→ **Task description**
Rewrite the entries below, substituting "grassy slope" for "green hillside" and keeping everything else the same.

→ **Listed entries**

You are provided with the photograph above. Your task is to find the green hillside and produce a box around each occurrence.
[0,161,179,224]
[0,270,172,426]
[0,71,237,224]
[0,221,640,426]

→ **Task response**
You are provided with the photograph above. Your task is to find the grassy slope and produce a box around each occurrence.
[0,161,179,224]
[0,270,172,426]
[0,71,237,224]
[0,221,640,426]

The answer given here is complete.